### LISTED RECORDS ###

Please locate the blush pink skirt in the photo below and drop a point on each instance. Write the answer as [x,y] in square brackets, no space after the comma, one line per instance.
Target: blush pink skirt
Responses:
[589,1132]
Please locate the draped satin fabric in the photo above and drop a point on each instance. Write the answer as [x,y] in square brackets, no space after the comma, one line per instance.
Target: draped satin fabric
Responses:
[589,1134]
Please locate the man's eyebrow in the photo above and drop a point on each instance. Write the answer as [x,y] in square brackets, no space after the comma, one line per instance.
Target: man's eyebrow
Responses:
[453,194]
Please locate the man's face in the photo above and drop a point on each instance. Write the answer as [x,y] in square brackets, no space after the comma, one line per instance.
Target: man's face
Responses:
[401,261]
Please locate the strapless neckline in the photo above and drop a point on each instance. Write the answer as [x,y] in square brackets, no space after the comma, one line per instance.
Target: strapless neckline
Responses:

###

▶ TO DO
Quote the lines above word for word, leaving nothing out and changing nothing.

▶ ANSWER IN FULL
Please locate the blush pink skirt in the photo below and drop a point on each instance. Write the answer as [x,y] in square brackets, no space after the comma, one line per instance.
Target: blush pink skirt
Responses:
[589,1132]
Please locate the draped satin fabric in the photo above and drop a point on each instance. Write the answer as [x,y] in square brackets, no space after the comma, one line per instance.
Target: draped satin fabric
Responses:
[589,1134]
Please locate the man's eyebrow in the photo above and drop a point on each instance. Write the answer as [x,y] in square brackets, no space after the comma, one line per instance.
Target: man's eyebrow
Responses:
[453,194]
Please locate the man's face in the photo above and drop a point on each instance. Write the answer as [x,y] in square brackets, no space after the comma, one line per instance.
Target: man's face
Responses:
[401,261]
Please locate the strapless neckline in the photo above and drop a point on each instance. Write the answer as [x,y] in square brackets, no space after the comma, one line per instance.
Target: strapless neckline
Responses:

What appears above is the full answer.